Page excerpt
= = = =

Hierarchical Microdata Synthesis

Hierarchical Microdata Synthesis#

The Problem#

Real microdata has hierarchical structure:

Household
├── Tax Unit 1
│   ├── Person 1 (Head)
│   ├── Person 2 (Spouse)
│   └── Person 3 (Dependent)
└── Tax Unit 2
    └── Person 4 (Adult child)

Variables exist at each level:

  • Household: Total income, dwelling type, region

  • Tax Unit: Tax liability, EITC eligibility, filing status

  • Person: Age, earnings, education, employment

Relationships matter:

  • Spouse ages are correlated

  • Children’s ages depend on parent ages

  • All members must share the same household income

  • Tax unit aggregates must sum to household totals

The question: Should microplex flatten this to single records or directly model the hierarchy?

Approach 1: Flattening#

The Idea#

Represent each person as a row with household/tax unit variables copied:

person_id | age | household_income | tax_unit_income | region
----------|-----|------------------|-----------------|--------
1         | 42  | 120000          | 100000          | CA
2         | 40  | 120000          | 100000          | CA
3         | 8   | 120000          | 100000          | CA
4         | 22  | 120000          | 20000           | CA

Implementation#

Current microplex already supports this:

from microplex import Synthesizer

# Flatten CPS to person-level
flattened = []
for household in cps_households:
    for person in household.members:
        flattened.append({
            # Person-level
            "age": person.age,
            "earnings": person.earnings,
            "education": person.education,

            # Copied from household
            "household_income": household.income,
            "household_size": len(household.members),
            "region": household.region,

            # Copied from tax unit
            "tax_unit_income": person.tax_unit.income,
            "filing_status": person.tax_unit.filing_status,
        })

= = = =

Data provided
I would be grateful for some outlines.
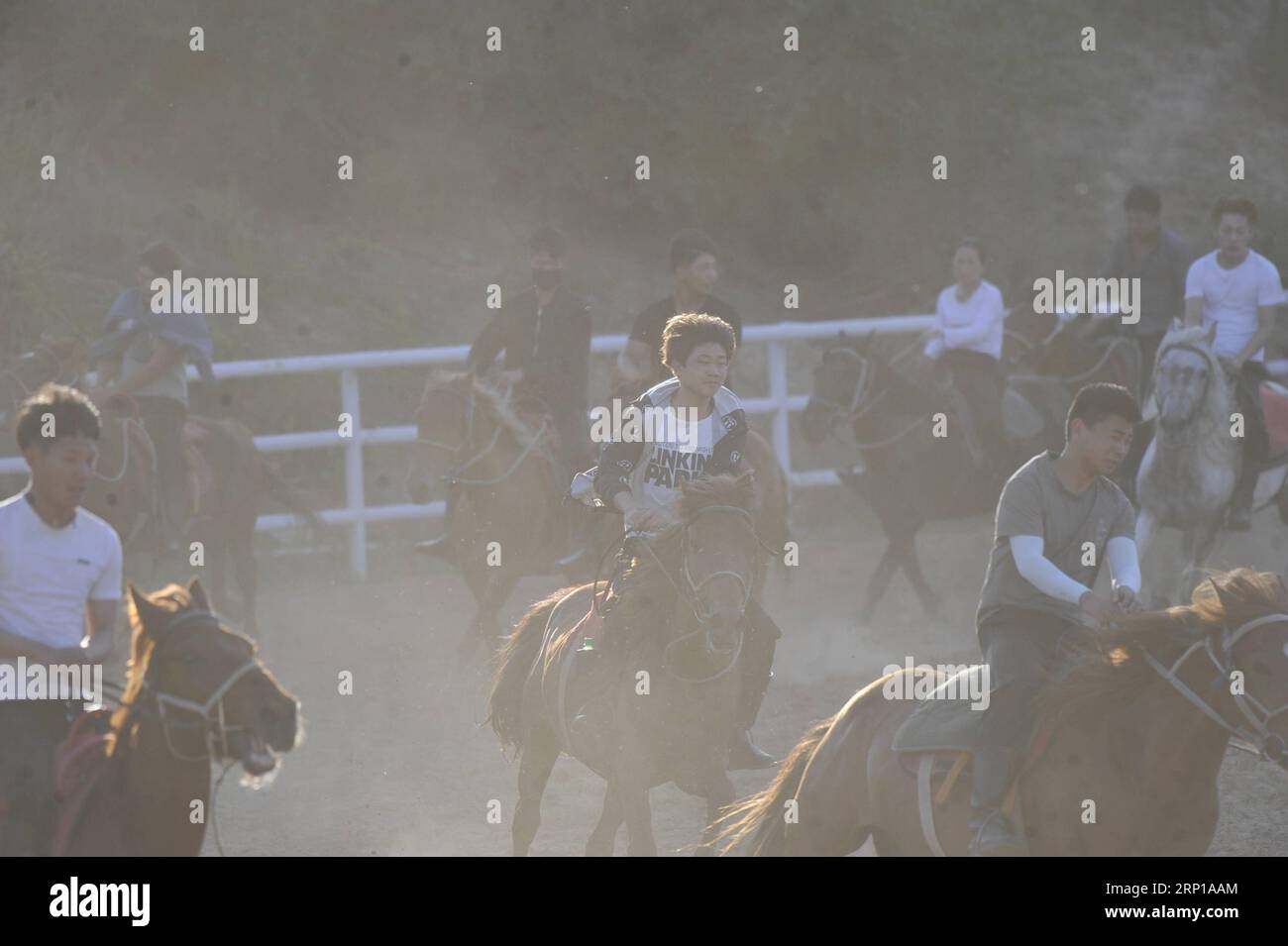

= = = =

Your tasks
[a] Rewrite the paragraph that begins "Relationships matter:" in the page on hierarchical microdata synthesis as a single brief sentence, keeping its four points.
[b] In the code in the page on hierarchical microdata synthesis, list every dictionary key whose value is copied from the household or from the tax unit.
[c] Write a continuation of the page on hierarchical microdata synthesis, starting from the point where it stops.

Response list
[a] Relationships matter because spouse ages are correlated, children's ages depend on parent ages, all members must share the same household income, and tax unit aggregates must sum to household totals.

[b]
- household_income
- household_size
- region
- tax_unit_income
- filing_status

[c]
# Synthesize
synth = Synthesizer(
    target_vars=["earnings", "household_income", "tax_unit_income"],
    condition_vars=["age", "education", "region"],
)
synth.fit(pd.DataFrame(flattened))

Pros#

  1. Simple: Works with existing microplex API

  2. No structural constraints: Just learn conditional distributions

  3. Proven: This is how most survey microdata is released (PUMS, CPS)

  4. Fast: Single model, no hierarchical sampling

Cons#

  1. Loses within-household correlations: Can’t ensure spouse ages are realistic

  2. No consistency enforcement: Can generate different household_income for same household

  3. Inefficient: Copies household-level variables N times (storage + memory)

  4. Can’t enforce aggregation: Tax unit incomes might not sum to household income

Approach 2: Hierarchical Synthesis#

2a. Top-Down Sequential Sampling#

Generate in order: household → tax units → persons

# Pseudocode
class HierarchicalSynthesizer:
    def __init__(self):
        # Three separate models
        self.household_model = Synthesizer(
            target_vars=["household_income", "n_tax_units"],
            condition_vars=["region", "year"],
        )
        self.tax_unit_model = Synthesizer(
            target_vars=["tax_unit_income", "filing_status", "n_persons"],
            condition_vars=["household_income", "region"],
        )
        self.person_model = Synthesizer(
            target_vars=["age", "earnings", "education"],
            condition_vars=["tax_unit_income", "filing_status"],
        )

    def generate(self, n_households):
        # 1. Sample households
        households = self.household_model.generate(n_households)

        # 2. For each household, sample tax units
        tax_units = []
        for hh in households:
            n_tu = int(hh["n_tax_units"])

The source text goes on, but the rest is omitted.